Demo: HATS and LSDB#
In this notebook we’ll show how to:
Import DASK client
Load object and source catalogs (lazily)
Show HATS partitioning with ZTF objects and sources
Perform crossmatching with existing
HATScatalogs across the whole skyDiscuss the performance
There is also an “Extra topics” section with details on margin caches.
[1]:
# %pip install -q -r requirements.txt
[2]:
# Standard library imports
import os
# Set to the maximum number of threads you want to allow
os.environ["NUMEXPR_MAX_THREADS"] = "128"
# Set to the number of threads to actually use
os.environ["NUMEXPR_NUM_THREADS"] = "128"
# Third-party imports
import numpy as np
import pandas as pd
import dask
from dask.distributed import Client
import matplotlib as mpl
import matplotlib.pyplot as plt
from matplotlib import rcParams
import astropy.units as u
from astropy.coordinates import SkyCoord, Angle
import warnings
import logging
from upath import UPath
# Local library-specific imports
import hats
import lsdb
from lsdb.core.search import ConeSearch
from hats.io.file_io import read_parquet_metadata
from hats.inspection import plot_density
# Jupyter-specific settings and magic commands
%matplotlib inline
# Configuration settings
warnings.simplefilter("ignore")

- Direction 1:
Answer these questions about the HATS and LSDB demo notebook:
(a) To what value does the code set NUMEXPR_MAX_THREADS?
(b) Which function is imported from hats.inspection?
(c) What does the "Extra topics" section give details on?
- Direction 2:
Write the next part of the HATS and LSDB demo notebook, picking up right after its last line.

[Items from a data source]
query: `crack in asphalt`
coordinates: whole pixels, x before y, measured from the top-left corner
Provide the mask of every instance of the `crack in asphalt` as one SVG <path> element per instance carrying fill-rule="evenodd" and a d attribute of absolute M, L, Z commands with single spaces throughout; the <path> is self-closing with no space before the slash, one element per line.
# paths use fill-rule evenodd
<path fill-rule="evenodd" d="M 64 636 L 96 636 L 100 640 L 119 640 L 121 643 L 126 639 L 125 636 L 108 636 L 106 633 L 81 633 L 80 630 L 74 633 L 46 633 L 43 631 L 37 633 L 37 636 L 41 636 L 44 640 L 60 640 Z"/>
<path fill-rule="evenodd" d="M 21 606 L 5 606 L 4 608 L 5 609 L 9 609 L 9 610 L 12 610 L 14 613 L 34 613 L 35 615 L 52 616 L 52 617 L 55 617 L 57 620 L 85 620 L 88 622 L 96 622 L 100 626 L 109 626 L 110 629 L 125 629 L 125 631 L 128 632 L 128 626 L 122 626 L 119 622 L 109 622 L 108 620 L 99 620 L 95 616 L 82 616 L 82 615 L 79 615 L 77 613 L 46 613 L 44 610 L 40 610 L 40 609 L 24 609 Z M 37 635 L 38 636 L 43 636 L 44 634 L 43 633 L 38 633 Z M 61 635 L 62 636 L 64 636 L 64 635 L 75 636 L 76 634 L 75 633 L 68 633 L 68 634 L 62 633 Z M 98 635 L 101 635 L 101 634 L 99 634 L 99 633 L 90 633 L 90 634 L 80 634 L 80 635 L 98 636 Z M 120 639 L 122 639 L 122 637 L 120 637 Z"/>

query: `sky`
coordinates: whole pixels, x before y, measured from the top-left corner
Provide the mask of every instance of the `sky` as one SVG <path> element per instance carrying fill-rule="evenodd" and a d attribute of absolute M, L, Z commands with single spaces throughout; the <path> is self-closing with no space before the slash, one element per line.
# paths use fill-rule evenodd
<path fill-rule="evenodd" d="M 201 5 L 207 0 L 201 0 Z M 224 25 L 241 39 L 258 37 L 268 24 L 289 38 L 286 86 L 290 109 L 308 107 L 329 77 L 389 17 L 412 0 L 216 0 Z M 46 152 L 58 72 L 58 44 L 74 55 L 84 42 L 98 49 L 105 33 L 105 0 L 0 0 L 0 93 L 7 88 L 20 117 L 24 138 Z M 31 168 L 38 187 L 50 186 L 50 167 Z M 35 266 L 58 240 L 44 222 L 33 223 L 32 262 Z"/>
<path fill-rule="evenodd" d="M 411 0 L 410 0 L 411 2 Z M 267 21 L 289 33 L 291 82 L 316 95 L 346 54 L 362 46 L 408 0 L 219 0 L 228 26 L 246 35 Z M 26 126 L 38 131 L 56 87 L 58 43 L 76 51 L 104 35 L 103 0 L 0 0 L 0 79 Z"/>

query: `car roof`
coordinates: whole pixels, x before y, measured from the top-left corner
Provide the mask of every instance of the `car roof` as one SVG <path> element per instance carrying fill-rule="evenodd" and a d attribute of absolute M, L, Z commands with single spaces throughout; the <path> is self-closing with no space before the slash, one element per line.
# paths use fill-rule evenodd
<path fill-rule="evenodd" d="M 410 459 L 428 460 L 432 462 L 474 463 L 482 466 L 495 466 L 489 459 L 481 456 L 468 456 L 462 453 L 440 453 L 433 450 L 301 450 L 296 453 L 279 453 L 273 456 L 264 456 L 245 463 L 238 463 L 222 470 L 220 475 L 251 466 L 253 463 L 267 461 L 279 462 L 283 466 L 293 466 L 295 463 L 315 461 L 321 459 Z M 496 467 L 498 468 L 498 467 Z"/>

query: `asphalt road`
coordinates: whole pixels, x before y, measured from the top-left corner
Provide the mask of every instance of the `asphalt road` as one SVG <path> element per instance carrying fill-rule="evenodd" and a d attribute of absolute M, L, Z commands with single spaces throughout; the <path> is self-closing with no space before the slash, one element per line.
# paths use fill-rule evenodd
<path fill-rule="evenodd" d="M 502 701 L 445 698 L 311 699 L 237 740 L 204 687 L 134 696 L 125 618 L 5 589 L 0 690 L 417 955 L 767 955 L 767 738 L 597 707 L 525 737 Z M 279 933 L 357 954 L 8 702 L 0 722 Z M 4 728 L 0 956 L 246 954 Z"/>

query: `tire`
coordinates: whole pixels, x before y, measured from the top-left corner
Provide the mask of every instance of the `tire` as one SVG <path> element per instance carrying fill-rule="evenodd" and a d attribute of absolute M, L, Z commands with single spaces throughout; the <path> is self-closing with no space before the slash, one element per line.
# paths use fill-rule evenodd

- Response 1:
(a) "128"
(b) plot_density
(c) Margin caches

- Response 2:
logging.getLogger("numexpr.utils").setLevel(logging.WARNING)
logging.getLogger("distributed").setLevel(logging.WARNING)
rcParams["savefig.dpi"] = 550
rcParams["font.size"] = 20
plt.rc("font", family="serif")
mpl.rcParams["axes.linewidth"] = 2
dask.config.set({"dataframe.convert-string": False})
print(f"Version of lsdb is {lsdb.__version__}")
Version of lsdb is 0.4.6.dev9+g7b1ec80
[ ]:
# Define the six fields from Data Preview 1 with RA and Dec coordinates
fields = {
"ECDFS": (53.13, -28.10), # Extended Chandra Deep Field South
"EDFS": (59.10, -48.73), # Euclid Deep Field South
"Rubin_SV_38_7": (37.86, 6.98), # Low Ecliptic Latitude Field
"Rubin_SV_95_-25": (95.00, -25.00), # Low Galactic Latitude Field
"47_Tuc": (6.02, -72.08), # 47 Tuc Globular Cluster
"Fornax_dSph": (40.00, -34.45) # Fornax Dwarf Spheroidal Galaxy
}
# Define a 2-degree (2*3600 arcseconds) search radius
radius_arcsec = 2 * 3600 # Convert 2 degree to arcseconds
# Create six cone searches
cones = {name: ConeSearch(ra=ra, dec=dec, radius_arcsec=radius_arcsec) for name, (ra, dec) in fields.items()}
Import DASK client#
[3]:
client = Client(n_workers=120, memory_limit="20GiB", threads_per_worker=1)
# Print the dashboard link and port
print(f"Dask is running at: {client.dashboard_link}")
Dask is running at: http://127.0.0.1:8787/status
Get GAIA and ZTF data#
We have numerous public catalogs available through `data.lsdb.io <https://data.lsdb.io>`__.
[ ]:
catalogs_dir = UPath("https://data.lsdb.io/hats")
# Gaia
gaia_path = catalogs_dir / "gaia_dr3" / "gaia"
# ZTF
ztf_object_path = catalogs_dir / "ztf_dr14" / "ztf_object"
ztf_source_path = catalogs_dir / "ztf_dr14" / "ztf_source"
ztf_object_margin_path = catalogs_dir / "ztf_dr14" / "ztf_object_10arcs"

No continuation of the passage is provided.